> ABOUT THIS TASK: If a line in the listing contains "building", copy it out whole.
== Segment start ==
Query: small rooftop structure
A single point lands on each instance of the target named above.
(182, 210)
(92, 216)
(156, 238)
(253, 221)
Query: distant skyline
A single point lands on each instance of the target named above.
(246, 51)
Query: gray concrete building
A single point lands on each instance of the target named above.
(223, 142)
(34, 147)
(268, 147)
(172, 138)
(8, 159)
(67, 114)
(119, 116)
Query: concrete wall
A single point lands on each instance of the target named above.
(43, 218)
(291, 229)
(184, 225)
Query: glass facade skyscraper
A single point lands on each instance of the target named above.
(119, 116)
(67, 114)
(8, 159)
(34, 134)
== Segment end ==
== Segment start ==
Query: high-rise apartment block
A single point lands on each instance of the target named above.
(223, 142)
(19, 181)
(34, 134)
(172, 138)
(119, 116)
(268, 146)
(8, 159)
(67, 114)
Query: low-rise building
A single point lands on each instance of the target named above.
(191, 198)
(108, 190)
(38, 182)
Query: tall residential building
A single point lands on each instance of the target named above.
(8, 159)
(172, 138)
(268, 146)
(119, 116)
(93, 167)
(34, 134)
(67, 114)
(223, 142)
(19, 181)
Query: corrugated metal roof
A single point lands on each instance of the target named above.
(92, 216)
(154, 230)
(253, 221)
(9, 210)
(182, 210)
== Segment end ==
> EXPECTED ANSWER:
Query: gray concrete building
Query: low-rise building
Query: tall residential building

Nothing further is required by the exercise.